### PROMPT
Scan the records for the line containing "point: green tiled". From there through the last line, write out each line exactly.

### EXERCISE INPUTS
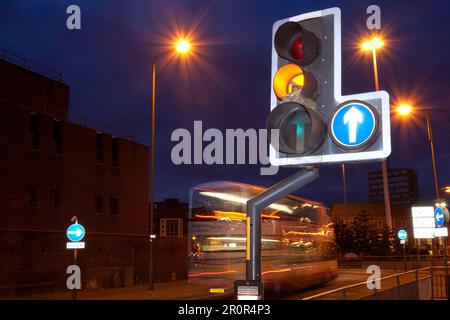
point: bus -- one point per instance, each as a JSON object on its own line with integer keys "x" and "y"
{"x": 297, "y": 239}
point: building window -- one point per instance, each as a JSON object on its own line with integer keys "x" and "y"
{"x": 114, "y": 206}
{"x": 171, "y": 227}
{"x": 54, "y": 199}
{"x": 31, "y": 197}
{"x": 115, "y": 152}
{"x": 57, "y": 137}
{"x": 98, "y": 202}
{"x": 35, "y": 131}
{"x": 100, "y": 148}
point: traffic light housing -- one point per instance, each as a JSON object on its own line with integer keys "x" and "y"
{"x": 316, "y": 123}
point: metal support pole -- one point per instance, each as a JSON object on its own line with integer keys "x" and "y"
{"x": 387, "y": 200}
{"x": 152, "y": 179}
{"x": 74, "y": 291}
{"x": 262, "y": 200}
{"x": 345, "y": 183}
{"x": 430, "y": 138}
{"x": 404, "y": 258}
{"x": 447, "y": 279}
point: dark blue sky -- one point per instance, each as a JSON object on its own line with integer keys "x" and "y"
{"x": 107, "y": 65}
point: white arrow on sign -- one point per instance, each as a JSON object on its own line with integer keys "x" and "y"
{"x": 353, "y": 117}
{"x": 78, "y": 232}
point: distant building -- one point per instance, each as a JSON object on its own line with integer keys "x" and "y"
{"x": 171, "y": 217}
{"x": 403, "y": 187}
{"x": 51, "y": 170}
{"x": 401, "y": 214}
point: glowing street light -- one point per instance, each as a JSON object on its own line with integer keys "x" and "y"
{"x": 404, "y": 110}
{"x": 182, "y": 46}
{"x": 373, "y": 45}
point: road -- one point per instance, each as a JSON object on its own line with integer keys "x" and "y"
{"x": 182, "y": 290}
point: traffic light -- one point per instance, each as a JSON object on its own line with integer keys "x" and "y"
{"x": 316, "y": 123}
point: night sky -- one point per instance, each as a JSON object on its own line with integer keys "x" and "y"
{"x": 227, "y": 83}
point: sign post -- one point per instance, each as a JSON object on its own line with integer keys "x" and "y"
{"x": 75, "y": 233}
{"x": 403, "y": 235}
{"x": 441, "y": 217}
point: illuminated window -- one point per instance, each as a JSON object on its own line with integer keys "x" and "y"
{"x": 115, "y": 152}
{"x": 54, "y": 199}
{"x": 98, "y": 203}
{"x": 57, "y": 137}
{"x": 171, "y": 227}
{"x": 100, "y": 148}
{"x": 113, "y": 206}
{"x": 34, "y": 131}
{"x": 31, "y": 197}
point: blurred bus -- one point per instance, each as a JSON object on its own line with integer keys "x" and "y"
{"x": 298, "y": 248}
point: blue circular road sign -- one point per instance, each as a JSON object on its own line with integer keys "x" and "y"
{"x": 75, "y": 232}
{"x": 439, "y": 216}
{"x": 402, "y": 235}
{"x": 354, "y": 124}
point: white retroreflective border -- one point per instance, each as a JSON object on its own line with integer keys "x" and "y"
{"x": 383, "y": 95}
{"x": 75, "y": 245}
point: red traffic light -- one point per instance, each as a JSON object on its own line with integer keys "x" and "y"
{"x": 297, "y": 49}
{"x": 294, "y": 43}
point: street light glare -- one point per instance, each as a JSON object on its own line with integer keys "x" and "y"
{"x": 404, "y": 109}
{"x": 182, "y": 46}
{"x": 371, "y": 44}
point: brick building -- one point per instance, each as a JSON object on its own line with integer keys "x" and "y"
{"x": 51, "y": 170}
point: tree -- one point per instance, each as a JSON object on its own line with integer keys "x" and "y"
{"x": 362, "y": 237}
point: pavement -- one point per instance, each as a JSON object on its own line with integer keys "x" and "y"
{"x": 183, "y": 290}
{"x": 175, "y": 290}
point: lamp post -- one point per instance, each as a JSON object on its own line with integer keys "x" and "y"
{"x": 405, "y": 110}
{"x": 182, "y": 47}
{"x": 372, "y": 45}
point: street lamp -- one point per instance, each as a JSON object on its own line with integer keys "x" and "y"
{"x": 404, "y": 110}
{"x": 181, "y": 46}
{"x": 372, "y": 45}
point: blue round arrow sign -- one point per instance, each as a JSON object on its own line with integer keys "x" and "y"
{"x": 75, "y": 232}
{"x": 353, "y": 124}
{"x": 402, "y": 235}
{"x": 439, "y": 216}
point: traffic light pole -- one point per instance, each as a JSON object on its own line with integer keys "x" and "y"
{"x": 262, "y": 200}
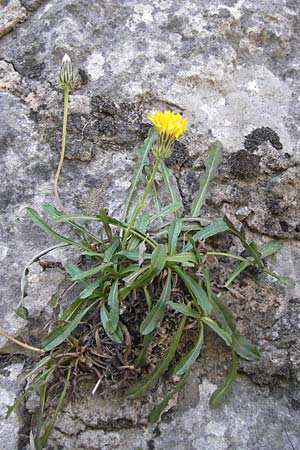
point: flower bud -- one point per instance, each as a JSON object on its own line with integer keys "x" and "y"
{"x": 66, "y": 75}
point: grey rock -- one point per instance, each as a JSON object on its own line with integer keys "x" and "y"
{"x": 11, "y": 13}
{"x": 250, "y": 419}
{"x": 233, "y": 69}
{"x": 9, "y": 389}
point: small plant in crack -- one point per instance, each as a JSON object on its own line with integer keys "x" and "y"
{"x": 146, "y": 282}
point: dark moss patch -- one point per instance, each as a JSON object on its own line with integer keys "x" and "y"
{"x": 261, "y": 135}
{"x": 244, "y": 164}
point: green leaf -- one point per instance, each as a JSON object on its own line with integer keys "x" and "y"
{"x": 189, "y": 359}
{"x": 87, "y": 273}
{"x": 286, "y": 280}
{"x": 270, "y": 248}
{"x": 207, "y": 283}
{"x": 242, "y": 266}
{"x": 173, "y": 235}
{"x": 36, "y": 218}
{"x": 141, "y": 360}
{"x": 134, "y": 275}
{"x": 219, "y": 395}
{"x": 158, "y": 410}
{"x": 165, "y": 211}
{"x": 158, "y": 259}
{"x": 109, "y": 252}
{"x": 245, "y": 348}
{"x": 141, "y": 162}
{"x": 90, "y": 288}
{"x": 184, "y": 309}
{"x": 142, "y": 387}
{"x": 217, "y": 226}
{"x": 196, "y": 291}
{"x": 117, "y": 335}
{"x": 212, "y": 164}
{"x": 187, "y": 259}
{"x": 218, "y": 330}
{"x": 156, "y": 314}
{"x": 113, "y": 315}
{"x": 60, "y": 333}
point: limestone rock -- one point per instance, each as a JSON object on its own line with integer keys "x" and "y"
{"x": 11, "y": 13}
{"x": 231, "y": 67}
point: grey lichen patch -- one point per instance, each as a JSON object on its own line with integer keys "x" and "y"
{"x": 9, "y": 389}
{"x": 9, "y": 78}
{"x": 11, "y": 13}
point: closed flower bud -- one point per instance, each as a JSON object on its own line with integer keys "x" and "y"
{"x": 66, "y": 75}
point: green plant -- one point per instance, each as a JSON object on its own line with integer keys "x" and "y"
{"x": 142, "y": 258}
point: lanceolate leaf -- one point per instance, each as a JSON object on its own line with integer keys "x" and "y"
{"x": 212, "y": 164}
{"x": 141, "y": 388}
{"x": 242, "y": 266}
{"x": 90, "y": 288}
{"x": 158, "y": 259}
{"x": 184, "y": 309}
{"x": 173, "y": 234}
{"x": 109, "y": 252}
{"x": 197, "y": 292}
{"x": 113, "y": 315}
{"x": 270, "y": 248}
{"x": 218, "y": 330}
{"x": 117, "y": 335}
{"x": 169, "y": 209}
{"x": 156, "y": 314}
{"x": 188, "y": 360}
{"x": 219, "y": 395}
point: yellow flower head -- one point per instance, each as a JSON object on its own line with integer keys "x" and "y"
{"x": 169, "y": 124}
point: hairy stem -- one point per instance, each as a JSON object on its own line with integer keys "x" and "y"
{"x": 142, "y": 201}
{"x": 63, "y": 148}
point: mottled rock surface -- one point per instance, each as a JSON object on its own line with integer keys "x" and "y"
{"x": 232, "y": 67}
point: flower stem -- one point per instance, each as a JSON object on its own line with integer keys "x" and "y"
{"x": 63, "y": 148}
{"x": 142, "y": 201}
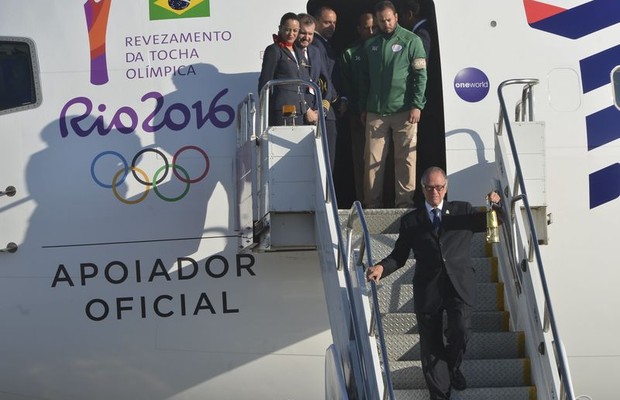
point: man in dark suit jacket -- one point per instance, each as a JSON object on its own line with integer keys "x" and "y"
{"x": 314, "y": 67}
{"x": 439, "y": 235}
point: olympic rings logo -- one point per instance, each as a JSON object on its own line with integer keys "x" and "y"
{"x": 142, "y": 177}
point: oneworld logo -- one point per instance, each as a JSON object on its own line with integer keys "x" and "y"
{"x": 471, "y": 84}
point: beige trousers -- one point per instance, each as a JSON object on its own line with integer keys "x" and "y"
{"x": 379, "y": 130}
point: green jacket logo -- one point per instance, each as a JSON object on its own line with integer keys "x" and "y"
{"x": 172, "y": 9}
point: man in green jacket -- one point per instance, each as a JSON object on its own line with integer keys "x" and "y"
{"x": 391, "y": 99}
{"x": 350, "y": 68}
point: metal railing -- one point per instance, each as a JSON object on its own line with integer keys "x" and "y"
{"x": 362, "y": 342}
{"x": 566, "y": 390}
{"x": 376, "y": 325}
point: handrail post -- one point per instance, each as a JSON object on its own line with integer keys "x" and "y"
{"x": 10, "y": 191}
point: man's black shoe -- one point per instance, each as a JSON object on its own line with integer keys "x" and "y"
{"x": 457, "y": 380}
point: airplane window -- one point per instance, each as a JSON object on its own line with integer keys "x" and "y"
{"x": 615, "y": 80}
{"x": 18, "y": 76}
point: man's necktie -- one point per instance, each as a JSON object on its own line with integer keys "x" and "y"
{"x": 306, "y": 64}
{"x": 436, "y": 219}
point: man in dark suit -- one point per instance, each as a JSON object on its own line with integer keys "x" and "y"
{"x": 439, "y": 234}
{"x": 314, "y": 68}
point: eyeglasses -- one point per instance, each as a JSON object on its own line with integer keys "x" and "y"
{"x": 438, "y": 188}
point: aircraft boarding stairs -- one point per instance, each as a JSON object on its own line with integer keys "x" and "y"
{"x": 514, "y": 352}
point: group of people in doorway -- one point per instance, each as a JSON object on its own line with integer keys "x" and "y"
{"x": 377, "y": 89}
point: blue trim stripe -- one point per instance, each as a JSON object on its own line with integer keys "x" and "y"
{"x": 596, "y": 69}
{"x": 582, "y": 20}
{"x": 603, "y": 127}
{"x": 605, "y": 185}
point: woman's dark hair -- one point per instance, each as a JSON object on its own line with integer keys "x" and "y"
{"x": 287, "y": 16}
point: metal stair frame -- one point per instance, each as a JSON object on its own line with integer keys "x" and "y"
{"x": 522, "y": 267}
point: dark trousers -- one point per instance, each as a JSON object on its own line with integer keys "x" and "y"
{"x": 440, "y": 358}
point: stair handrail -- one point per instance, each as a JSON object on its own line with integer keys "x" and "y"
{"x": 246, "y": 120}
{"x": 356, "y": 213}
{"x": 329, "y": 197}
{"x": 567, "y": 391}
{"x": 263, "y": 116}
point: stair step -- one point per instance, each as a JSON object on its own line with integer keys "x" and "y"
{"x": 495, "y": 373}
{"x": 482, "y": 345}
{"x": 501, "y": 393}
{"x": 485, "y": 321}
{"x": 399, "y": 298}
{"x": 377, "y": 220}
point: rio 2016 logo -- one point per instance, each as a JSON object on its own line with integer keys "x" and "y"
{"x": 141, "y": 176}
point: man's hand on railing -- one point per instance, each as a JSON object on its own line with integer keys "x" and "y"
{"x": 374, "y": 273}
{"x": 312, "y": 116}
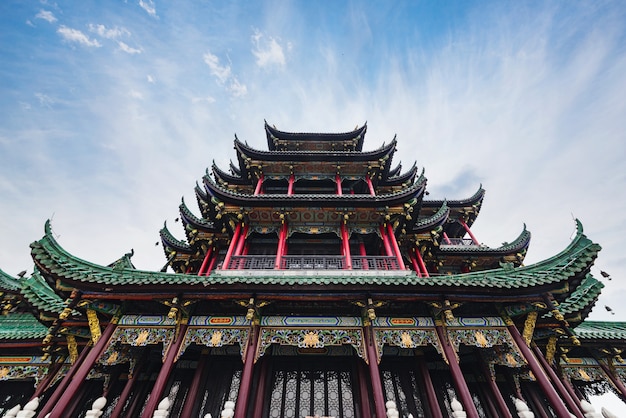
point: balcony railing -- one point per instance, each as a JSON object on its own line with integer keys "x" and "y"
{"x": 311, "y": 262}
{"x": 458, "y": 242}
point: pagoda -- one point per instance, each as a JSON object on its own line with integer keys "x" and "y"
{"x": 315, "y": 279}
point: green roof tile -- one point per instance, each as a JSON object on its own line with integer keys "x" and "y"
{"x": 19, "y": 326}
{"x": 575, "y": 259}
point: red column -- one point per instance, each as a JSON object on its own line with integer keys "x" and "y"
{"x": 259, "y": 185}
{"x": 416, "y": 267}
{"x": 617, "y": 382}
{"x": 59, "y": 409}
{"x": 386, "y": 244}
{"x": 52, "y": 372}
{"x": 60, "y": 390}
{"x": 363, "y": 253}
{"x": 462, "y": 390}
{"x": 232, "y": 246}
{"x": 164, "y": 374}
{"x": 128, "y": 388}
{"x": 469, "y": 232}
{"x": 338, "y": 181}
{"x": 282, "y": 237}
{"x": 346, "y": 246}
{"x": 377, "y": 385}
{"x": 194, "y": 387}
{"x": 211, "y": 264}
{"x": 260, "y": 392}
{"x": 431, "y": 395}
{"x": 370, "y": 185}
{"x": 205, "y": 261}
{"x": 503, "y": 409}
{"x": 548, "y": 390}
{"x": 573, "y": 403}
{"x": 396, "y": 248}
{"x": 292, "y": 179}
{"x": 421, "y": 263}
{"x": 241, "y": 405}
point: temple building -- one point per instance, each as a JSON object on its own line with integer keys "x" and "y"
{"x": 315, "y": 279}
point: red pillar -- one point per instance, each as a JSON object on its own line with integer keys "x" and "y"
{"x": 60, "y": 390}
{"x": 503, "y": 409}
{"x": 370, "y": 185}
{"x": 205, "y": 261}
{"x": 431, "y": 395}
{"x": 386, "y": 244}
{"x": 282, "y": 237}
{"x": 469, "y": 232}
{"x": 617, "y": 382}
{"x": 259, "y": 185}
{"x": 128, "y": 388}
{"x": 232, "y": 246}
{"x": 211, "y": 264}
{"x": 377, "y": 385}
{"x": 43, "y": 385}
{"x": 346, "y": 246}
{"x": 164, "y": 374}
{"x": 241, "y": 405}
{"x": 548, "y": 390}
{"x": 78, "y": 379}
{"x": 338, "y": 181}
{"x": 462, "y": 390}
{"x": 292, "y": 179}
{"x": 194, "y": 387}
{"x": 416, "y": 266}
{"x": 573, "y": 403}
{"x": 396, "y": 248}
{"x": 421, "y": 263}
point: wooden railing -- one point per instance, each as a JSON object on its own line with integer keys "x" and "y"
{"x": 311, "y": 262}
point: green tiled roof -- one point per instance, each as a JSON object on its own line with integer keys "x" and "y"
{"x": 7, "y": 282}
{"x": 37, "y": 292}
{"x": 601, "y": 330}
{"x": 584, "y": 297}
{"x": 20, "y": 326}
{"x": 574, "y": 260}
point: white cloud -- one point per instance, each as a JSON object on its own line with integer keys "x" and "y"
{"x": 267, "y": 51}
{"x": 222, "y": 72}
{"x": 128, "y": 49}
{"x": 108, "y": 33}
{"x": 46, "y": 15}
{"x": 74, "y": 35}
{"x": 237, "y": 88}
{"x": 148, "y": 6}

### REPLY TO THE TASK
point: green tiled roof -- one point per instance, each as a JSON object on its own line with integer keys "x" and "y"
{"x": 7, "y": 282}
{"x": 37, "y": 292}
{"x": 601, "y": 330}
{"x": 584, "y": 297}
{"x": 20, "y": 326}
{"x": 574, "y": 260}
point: white cloud -- one point per instance, each as a JSON object on its own line with integer keys "x" and "y"
{"x": 267, "y": 51}
{"x": 222, "y": 72}
{"x": 128, "y": 49}
{"x": 108, "y": 33}
{"x": 46, "y": 15}
{"x": 74, "y": 35}
{"x": 237, "y": 88}
{"x": 148, "y": 6}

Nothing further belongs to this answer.